Кюльман. Я считаю, что мы окончили обсуждение общих и теоретических вопросов об очищении занятых областей. Сейчас 11 часов. Согласны ли вы, господа, сделать перерыв на 10 — 15 минут и в 11 час. 15 мин. продолжить заседание.

Троцкий. Я согласен.

Перерыв от 11 час. до 11 час. 15 мин.

Кюльман. Мы продолжим только что прерванное обсуждение. Содержание понятия об очищении областей, формулированное в нашем предложении в статье 1-й, я полагаю уже настолько разобрано, что дальнейшее обсуждение излишне. Мы переходим сейчас к следующему пункту, а именно к вопросу, на какие области должно распространиться очищение, предусмотренное в статье 1-й. Как это вытекает из характера понятия очищения, оно распространяется на все области, занятые во время войны, поскольку для некоторых из них, по особым соображениям, ясно не оговорено исключение.

По существу, оно распространяется поэтому, конечно, только на области, еще составляющие часть территории того государства, с которым заключается мир. На те области, которые к моменту наступления мира уже не составляют части этой государственной территории, оно не распространяется.

Итак, следовало бы обсудить, какие части бывшей русской территории к моменту заключения мира подлежит рассматривать как относящиеся еще в полном объеме к русской территории. Российское Правительство, согласно своим принципам, провозгласило для всех без исключения народов, живущих в России, право на самоопределение, вплоть до полного отделения.

Мы утверждаем, что в некоторых частях занятых нами областей органы, фактически уполномоченные представлять соответствующие народы, пользуясь правом на самоопределение, высказались уже за отделение от России, и что, по нашему мнению, эти области сегодня уже не могут рассматриваться, как часть Российского Государства.

Прежде, чем приступить к рассмотрению подробностей, я хотел бы сделать предметом обсуждения это общее теоретическое положение.

Троцкий. Мы не возражаем против этого порядка обсуждения после того, как мы установили, что в первом пункте нас разделяет только понимание срока очищения оккупированных территорий. Мы сохраняем в полной силе сделанное нами заявление о том, что все народы, населяющие Российское Государство, имеют полную, никаким внешним воздействиям не подверженную свободу самоопределения и, стало быть, свободу полного отделения от России.

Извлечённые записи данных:

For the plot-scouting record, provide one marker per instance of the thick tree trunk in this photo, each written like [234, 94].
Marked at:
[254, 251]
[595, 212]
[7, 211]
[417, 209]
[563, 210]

ЧТО НУЖНО СДЕЛАТЬ:
(1) Перепишите всё из стенограммы, начиная с «Кюльман. Я считаю, что» и вниз до «не оговорено исключение.», заменив «Кюльман» на «Председатель».
(2) Во сколько, согласно стенограмме, возобновилось заседание после перерыва?
Строки — самостоятельный материал, отдельный от стенограммы.

ОЖИДАЕМЫЕ ОТВЕТЫ:
(1)
Председатель. Я считаю, что мы окончили обсуждение общих и теоретических вопросов об очищении занятых областей. Сейчас 11 часов. Согласны ли вы, господа, сделать перерыв на 10 — 15 минут и в 11 час. 15 мин. продолжить заседание.

Троцкий. Я согласен.

Перерыв от 11 час. до 11 час. 15 мин.

Председатель. Мы продолжим только что прерванное обсуждение. Содержание понятия об очищении областей, формулированное в нашем предложении в статье 1-й, я полагаю уже настолько разобрано, что дальнейшее обсуждение излишне. Мы переходим сейчас к следующему пункту, а именно к вопросу, на какие области должно распространиться очищение, предусмотренное в статье 1-й. Как это вытекает из характера понятия очищения, оно распространяется на все области, занятые во время войны, поскольку для некоторых из них, по особым соображениям, ясно не оговорено исключение.

(2) В 11 часов 15 минут.